# Trade into VWL vs Houses at Summer Bay



## 3kids4me (Jun 24, 2016)

I have Houses at Summer at Summer Bay booked for January and just matched for a one bedroom at VWL. Thoughts on VWL? We won't give up Summer Bay because there are four of us but I thought VWL might be fun - then again, last time I double booked we didn't use the DVC property at all (it was Saratoga Springs and I didn't really love it enough to stay in it - plus no transportation to parks other than bus.)

Thanks for any input!!


----------



## ljmiii (Jun 24, 2016)

We've stayed at the Wilderness lodge villas a number of times...but now that our kids are older we don't go so much anymore.

PROS: Boats to the Magic Kingdom and Fort Wilderness. Beautiful theming - particularly the grand hall and pools. Artist Point. At base the Wilderness Lodge is the most 'fun' resort (with the possible exception of AKL)...particularly to little kids.

CONS: Bus to everywhere else. Eating is something of a challenge ever since the Whispering Canyon Cafe started taking reservations as the third dining option - the Roaring Fork - is just take away fast food. Lastly, compared with other resorts the pools are more suited to younger kids.

So basically if you have younger children I would definitely stay at the Wilderness lodge - the easy transportation to MK and theming make it completely worth the hassles. Otherwise, not so much.


----------



## bendadin (Jun 24, 2016)

Summer Bay is a haul compared to VWL. There is construction going on at VWL, though. I've been to Summer Bay twice. I bought at Bonnet Creek and at Disney as to not have to return to Summer Bay. Personally I'd take VWL.


----------



## bnoble (Jun 24, 2016)

VWL is a "second generation" DVC resort---the rooms are small.  I would not put four people in one of those 1BRs.


----------



## wed100105 (Jun 24, 2016)

What ages? We have six here at WLV now and are fine. I actually love the resort and would be thrilled to be here in January. The theming would be wonderful that time of year.

The construction has been a blessing for us. We've never been bothered by it, and there are so few people here. It's like the whole place is yours.


----------



## Deb & Bill (Jun 25, 2016)

wed100105 said:


> What ages? We have six here at WLV now and are fine. I actually love the resort and would be thrilled to be here in January. The theming would be wonderful that time of year.
> 
> The construction has been a blessing for us. We've never been bothered by it, and there are so few people here. It's like the whole place is yours.



How do you have six in a one bedroom?  Unless you are in a studio and one is under the age of three.  

We had four once, all over the age of 18, and booked a two bedroom.  It was very nice for the four of us.


----------



## 3kids4me (Jun 26, 2016)

• EXERCISE REQUIREMENTS:
A. Rewrite the paragraph of the thread that begins "PROS: Boats to the Magic Kingdom" as a short bulleted list that keeps its main facts.
B. Print the passage of the thread starting with "How do you have" and going on through "four of us.".
The entries have nothing to do with the thread.

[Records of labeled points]
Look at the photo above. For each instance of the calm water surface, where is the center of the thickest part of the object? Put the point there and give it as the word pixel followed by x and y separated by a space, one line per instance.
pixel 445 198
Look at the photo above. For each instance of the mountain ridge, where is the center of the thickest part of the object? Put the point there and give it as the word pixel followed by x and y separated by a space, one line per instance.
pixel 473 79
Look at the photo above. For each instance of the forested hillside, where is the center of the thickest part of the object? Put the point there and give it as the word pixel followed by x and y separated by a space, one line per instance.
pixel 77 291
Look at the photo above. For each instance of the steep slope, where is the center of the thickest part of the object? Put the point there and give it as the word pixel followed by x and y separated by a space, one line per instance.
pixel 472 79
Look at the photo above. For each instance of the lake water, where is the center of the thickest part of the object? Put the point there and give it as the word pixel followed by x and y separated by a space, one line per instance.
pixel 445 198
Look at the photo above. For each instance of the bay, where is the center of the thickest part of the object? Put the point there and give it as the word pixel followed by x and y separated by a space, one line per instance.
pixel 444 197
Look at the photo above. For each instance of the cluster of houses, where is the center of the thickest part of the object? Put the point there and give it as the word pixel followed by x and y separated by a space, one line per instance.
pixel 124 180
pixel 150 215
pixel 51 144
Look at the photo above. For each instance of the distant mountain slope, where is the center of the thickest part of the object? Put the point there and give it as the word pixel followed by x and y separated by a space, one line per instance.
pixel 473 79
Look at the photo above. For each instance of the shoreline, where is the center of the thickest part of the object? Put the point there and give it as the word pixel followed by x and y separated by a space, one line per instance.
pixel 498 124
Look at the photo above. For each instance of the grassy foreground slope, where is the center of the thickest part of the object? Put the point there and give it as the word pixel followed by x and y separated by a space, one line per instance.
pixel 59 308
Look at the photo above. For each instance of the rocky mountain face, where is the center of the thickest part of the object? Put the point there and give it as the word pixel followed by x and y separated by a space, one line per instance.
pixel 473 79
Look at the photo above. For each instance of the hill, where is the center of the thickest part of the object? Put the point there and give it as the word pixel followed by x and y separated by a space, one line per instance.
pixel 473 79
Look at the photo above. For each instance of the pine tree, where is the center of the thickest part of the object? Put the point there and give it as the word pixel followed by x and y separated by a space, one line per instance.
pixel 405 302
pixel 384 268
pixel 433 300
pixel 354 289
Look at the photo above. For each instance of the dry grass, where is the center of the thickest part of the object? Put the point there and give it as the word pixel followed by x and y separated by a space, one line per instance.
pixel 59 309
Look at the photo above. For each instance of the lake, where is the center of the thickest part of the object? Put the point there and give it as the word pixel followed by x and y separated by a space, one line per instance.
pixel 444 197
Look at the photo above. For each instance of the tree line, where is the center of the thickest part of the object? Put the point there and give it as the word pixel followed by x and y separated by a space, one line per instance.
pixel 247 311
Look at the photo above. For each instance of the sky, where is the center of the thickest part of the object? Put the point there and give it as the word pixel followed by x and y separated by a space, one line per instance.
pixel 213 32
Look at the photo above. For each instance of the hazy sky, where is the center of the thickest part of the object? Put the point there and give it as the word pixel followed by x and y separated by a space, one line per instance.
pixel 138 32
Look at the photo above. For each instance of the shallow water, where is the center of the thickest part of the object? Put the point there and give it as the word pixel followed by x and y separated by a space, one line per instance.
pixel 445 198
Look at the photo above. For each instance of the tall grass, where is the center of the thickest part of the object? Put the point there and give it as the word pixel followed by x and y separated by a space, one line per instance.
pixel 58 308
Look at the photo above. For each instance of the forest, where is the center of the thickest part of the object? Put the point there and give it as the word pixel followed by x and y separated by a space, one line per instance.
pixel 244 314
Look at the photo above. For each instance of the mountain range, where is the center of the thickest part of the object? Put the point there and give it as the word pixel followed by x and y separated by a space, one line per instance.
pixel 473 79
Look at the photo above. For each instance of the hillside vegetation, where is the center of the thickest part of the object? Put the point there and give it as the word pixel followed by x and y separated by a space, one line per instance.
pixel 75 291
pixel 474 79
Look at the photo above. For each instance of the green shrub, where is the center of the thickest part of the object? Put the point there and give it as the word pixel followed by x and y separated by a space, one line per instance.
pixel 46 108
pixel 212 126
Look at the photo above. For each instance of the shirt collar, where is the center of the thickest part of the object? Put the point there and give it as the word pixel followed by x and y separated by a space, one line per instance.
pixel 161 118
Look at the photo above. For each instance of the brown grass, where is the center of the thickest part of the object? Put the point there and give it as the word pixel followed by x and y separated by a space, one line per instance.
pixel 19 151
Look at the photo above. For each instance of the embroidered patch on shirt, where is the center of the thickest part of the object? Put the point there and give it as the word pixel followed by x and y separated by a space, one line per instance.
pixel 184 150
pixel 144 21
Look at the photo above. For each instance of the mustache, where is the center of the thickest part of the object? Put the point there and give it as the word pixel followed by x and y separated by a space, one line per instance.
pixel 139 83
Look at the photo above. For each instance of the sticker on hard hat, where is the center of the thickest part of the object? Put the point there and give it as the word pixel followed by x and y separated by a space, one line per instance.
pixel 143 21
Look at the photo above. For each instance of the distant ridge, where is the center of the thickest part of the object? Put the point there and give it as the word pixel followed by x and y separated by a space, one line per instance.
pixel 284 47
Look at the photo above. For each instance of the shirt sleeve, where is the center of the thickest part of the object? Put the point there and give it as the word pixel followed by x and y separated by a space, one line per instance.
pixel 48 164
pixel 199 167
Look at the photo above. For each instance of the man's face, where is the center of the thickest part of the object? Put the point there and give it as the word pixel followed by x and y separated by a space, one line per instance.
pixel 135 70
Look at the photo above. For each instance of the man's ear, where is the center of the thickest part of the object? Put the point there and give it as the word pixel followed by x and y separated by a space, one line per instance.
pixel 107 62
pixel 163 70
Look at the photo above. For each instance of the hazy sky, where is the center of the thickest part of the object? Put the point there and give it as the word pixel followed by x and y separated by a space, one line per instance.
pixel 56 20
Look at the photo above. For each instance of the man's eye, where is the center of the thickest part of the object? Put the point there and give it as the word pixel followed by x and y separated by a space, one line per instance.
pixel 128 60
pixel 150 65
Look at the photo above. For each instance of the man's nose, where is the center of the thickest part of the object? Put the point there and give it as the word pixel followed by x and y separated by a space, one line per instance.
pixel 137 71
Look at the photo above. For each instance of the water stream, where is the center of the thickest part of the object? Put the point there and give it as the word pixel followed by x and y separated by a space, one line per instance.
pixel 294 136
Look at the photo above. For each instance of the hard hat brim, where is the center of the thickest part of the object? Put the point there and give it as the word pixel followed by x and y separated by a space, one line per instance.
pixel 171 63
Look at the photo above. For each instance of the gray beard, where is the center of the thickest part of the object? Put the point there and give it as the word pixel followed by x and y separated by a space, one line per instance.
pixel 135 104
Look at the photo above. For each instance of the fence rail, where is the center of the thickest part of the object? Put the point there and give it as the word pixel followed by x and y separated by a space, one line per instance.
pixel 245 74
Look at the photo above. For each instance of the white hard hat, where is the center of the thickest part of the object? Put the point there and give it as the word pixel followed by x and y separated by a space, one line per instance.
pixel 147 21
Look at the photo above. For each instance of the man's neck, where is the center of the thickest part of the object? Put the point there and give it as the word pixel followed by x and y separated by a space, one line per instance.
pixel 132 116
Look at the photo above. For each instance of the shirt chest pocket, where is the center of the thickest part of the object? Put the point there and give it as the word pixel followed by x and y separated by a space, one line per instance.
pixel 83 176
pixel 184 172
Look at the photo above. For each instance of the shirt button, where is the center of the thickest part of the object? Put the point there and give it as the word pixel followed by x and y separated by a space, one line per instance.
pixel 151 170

• ANSWERS TO EACH TASK:
A.
- Boats to the Magic Kingdom and Fort Wilderness
- Beautiful theming, especially the grand hall and pools
- Artist Point
- The most "fun" resort, with the possible exception of AKL, especially for little kids

B.
How do you have six in a one bedroom?  Unless you are in a studio and one is under the age of three.  

We had four once, all over the age of 18, and booked a two bedroom.  It was very nice for the four of us.